→ **Task set**:
**A)** Decide whether each statement agrees with the passage on vaccine-linked polio, answering yes or no and quoting the deciding words: (i) The report has already been published. (ii) The strain found in Gaza was traced to polio viruses spreading in Egypt. (iii) The outbreaks paralyzed fewer than 1,000 children.
**B)** Proceed with the passage on vaccine-linked polio, picking up right after its final sentence.

→ **Given passage**:
The plan led to vaccine-linked polio outbreaks in 43 countries that paralyzed more than 3,300 children, the report concluded.
Even before the Gaza case was detected, officials reviewing the initiative to tinker with the vaccine concluded that “the worst-case scenario has materialized,” the report said.
The report has not yet been published, and some changes will likely be made before the final version is released next month, the WHO said.
The strain that infected the baby in Gaza had lingered in the environment and mutated into a version capable of starting outbreaks. It was traced to polio viruses spreading last year in Egypt, according to genetic sequencing, the WHO said.
In 2022, vaccine-linked polio viruses were found to be spreading in Britain, Israel and the US, where an unvaccinated man was paralyzed in upstate New York.
Scientists now worry that the emergence of polio in a war zone with an under-immunized population could fuel further spread.
Racaniello said the failure to track polio carefully and to sufficiently protect children against the strain removed from the vaccine has had devastating consequences.
“Only about 1% of polio cases are symptomatic, so 99% of infections are silently spreading the disease,” he said.

Image point grounding data:
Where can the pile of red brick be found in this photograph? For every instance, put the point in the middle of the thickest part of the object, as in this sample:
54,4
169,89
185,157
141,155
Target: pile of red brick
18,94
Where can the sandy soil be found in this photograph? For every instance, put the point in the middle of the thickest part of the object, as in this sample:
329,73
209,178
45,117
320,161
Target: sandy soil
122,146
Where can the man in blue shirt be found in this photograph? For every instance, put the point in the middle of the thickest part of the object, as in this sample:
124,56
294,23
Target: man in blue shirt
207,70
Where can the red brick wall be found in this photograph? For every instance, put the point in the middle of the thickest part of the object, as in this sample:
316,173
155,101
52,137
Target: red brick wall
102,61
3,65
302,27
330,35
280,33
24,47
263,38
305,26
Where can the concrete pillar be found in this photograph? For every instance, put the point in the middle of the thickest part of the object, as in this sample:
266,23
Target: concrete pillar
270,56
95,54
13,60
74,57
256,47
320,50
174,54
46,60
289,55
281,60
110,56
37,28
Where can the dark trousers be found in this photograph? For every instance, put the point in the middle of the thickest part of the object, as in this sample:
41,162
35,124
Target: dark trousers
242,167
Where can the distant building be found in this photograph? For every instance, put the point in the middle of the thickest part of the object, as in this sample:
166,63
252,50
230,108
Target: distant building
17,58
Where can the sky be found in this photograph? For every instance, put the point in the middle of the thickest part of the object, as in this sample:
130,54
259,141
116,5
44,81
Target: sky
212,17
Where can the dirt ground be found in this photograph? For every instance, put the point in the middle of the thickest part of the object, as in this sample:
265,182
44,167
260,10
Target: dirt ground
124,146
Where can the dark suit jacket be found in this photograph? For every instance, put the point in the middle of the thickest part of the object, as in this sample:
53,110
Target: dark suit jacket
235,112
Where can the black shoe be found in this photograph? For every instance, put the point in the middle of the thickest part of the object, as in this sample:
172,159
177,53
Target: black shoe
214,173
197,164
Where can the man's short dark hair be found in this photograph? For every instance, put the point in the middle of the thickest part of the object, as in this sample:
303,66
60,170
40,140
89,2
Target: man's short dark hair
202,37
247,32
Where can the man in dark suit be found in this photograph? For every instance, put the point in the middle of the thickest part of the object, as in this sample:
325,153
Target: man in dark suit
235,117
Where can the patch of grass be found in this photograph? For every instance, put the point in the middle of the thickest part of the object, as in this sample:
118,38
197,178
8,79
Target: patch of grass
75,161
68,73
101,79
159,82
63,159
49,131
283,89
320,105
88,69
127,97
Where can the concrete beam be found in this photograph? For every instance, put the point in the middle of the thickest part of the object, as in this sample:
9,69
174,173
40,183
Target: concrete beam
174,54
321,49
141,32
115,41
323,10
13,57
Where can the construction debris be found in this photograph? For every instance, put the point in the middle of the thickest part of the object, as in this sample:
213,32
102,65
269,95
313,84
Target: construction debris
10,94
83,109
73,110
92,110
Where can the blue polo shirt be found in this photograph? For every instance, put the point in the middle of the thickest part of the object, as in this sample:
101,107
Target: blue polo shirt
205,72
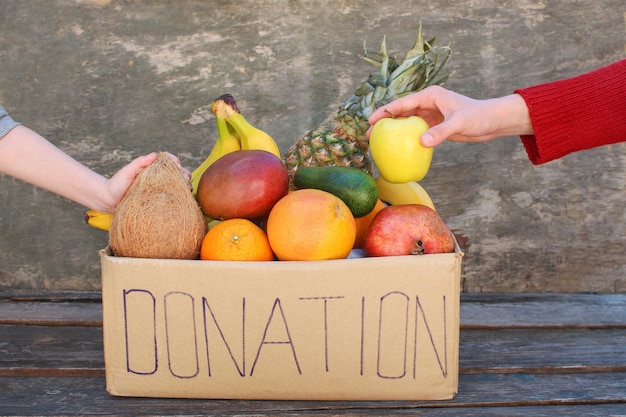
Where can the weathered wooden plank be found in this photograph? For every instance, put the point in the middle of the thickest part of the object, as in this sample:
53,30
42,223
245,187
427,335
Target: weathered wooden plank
51,313
76,396
543,310
28,350
477,310
547,350
45,350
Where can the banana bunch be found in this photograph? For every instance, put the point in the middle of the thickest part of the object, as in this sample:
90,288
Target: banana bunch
249,136
98,219
226,143
234,133
403,193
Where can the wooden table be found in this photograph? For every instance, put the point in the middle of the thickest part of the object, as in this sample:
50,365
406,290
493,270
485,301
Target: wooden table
520,354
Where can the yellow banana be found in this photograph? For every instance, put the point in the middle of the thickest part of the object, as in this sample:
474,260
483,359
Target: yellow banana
403,193
249,136
226,143
98,219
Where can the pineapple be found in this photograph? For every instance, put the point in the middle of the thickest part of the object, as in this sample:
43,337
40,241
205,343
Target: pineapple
346,144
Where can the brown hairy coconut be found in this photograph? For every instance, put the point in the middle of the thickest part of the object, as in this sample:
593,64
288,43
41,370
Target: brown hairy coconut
158,217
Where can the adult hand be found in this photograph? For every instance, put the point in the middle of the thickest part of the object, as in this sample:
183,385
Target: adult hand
459,118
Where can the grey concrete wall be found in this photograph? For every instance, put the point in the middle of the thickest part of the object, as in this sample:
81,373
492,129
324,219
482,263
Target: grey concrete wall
109,80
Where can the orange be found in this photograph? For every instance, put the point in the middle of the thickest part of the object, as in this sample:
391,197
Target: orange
236,240
363,223
310,224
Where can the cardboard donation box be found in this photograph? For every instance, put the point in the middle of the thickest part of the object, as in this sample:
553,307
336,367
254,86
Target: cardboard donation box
353,329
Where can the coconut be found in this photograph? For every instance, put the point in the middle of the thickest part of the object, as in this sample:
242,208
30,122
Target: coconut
158,216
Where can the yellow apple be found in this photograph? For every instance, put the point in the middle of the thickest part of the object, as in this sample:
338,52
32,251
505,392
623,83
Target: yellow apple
397,151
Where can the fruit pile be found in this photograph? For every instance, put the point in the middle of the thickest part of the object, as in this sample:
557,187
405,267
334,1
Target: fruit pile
318,201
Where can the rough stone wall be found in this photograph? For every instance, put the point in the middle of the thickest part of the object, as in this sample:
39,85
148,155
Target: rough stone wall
109,80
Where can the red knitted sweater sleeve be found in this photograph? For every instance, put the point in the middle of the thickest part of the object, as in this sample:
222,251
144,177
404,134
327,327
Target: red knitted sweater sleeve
576,113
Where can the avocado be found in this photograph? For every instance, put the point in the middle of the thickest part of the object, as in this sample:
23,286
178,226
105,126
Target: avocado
353,186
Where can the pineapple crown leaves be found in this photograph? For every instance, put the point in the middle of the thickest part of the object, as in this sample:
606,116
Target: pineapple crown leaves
421,67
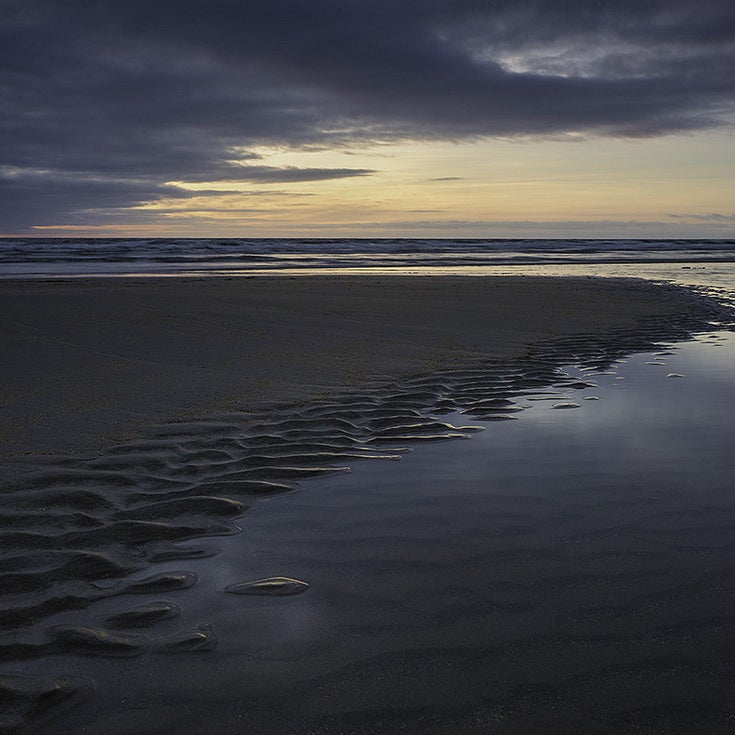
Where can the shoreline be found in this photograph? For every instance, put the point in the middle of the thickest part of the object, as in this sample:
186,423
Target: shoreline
87,532
88,363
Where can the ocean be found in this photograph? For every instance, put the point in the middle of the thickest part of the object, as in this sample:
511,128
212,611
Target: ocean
705,265
540,545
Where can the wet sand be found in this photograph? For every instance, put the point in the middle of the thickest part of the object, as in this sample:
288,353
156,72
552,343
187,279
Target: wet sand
86,363
113,553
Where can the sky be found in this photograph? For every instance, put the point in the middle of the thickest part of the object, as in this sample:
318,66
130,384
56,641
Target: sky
363,118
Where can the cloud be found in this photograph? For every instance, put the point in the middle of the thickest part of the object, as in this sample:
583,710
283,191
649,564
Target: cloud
137,93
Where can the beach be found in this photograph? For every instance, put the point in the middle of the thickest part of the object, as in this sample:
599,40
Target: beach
245,503
88,363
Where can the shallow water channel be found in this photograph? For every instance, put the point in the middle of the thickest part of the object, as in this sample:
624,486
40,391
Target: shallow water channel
569,569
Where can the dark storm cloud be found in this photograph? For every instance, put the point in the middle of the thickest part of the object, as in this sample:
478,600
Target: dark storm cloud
101,94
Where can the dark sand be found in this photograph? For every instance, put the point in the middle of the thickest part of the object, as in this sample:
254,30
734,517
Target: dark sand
88,363
115,554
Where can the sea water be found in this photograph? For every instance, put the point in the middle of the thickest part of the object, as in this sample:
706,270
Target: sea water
568,569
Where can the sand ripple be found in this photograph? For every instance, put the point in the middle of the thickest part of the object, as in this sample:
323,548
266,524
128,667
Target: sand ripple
74,534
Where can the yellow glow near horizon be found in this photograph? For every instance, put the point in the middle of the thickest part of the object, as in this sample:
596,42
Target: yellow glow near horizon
452,189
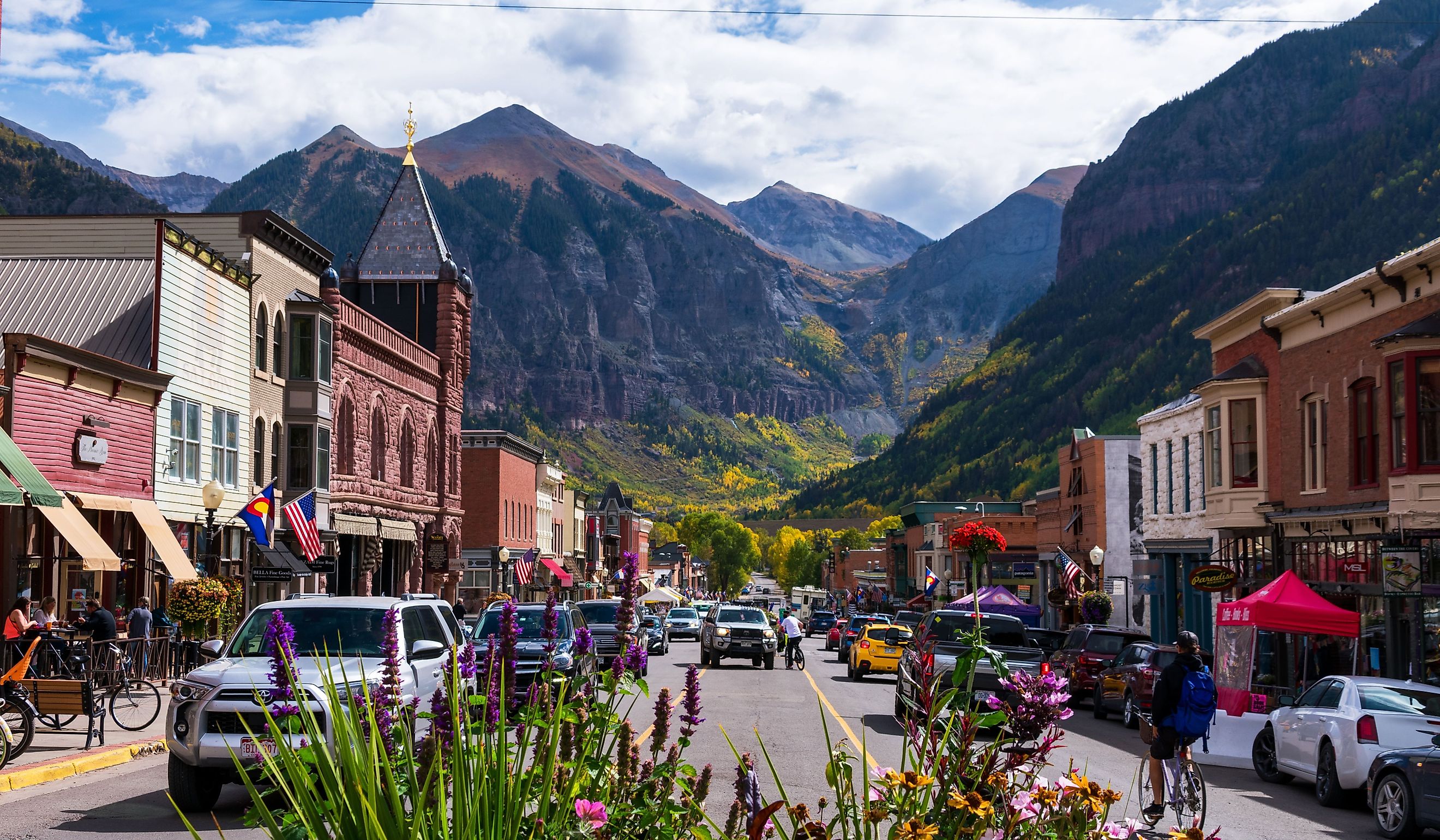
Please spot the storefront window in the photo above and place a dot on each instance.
(1245, 444)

→ **Task-by-task results**:
**A)**
(i) No: "The report has not yet been published"
(ii) Yes: "It was traced to polio viruses spreading last year in Egypt"
(iii) No: "paralyzed more than 3,300 children"

**B)**
The oral polio vaccine, which contains a weakened live virus, was withdrawn in the US in 2000. Doctors continued to vaccinate children and eventually moved to an injected vaccine, which uses a dead virus and does not come with the risk that polio will be present in human waste. Such waste-borne virus could mutate into a form that triggers outbreaks in unvaccinated people.
The report's authors faulted leaders at the WHO and its partners, saying they were unable or unwilling “to recognize the seriousness of the evolving problem and take corrective action.”
WHO spokesman Oliver Rosenbauer acknowledged that the vaccine strategy “exacerbated” the risk of epidemics linked to the vaccine.
He said in an email that immunization “was not implemented in such a way to rapidly stop outbreaks or to prevent new strains from emerging.” Rosenbauer said not hitting vaccination targets was the biggest risk for allowing vaccine-linked viruses to emerge.
“You need to reach the children with the vaccines ... regardless of which vaccines are used,” he said.
The WHO estimates that 95% of the population needs to be immunized against polio to stop outbreaks. The UN health agency said only about 90% of Gaza’s population was vaccinated earlier this year.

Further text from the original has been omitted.